GIVEN INSTRUCTION:
The lines to extract start at the one containing "Exercise. Mark the group" and end with the last line; give them exactly and nothing more.

GIVEN INFORMATION:
============================================================

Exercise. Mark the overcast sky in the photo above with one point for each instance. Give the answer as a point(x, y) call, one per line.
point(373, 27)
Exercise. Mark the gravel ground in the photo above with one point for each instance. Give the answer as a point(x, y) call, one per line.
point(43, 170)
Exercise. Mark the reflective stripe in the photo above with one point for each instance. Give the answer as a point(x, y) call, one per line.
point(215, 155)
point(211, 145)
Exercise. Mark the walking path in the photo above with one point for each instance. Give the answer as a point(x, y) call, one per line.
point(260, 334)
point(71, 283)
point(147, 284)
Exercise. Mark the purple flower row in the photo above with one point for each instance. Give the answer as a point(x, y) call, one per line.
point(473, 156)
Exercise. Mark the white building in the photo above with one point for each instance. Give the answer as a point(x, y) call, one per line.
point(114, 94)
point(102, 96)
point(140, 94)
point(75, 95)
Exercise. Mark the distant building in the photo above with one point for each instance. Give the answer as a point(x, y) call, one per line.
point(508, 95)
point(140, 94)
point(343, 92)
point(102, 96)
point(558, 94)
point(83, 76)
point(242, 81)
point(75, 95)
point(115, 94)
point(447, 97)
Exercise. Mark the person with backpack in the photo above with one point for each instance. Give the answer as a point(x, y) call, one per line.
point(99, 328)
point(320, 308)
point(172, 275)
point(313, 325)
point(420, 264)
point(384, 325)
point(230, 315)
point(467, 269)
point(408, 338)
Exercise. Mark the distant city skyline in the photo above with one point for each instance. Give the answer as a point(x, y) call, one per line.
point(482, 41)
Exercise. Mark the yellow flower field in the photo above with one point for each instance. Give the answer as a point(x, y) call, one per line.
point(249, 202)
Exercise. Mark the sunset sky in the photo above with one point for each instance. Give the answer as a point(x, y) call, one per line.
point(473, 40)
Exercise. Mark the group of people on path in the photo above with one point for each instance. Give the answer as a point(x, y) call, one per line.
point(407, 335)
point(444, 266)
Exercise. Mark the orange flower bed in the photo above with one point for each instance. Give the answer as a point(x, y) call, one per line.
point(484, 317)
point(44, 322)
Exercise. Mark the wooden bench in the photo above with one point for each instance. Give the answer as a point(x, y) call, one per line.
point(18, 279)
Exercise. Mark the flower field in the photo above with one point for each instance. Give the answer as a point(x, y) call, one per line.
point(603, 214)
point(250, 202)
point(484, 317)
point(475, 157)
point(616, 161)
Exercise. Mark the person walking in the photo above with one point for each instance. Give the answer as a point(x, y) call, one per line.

============================================================

RESPONSE TO THIS TASK:
Exercise. Mark the group of people on path in the photo above with one point for each instance. Give the answer as a point(x, y) call, one per line.
point(407, 335)
point(444, 266)
Exercise. Mark the orange flower bed in the photo above with one point for each instance. Give the answer as a point(x, y) call, one per line.
point(484, 317)
point(44, 322)
Exercise. Mark the wooden bench in the photo above with one point for each instance. Give the answer as a point(x, y) call, one per line.
point(18, 279)
Exercise. Mark the flower field in the photo above with one point for each instance. Give the answer as a point(x, y) call, one per line.
point(603, 214)
point(250, 202)
point(484, 317)
point(475, 157)
point(616, 161)
Exercise. Mark the person walking in the photo above with one point for each instance. Give the answer as a point(x, y) call, one per line.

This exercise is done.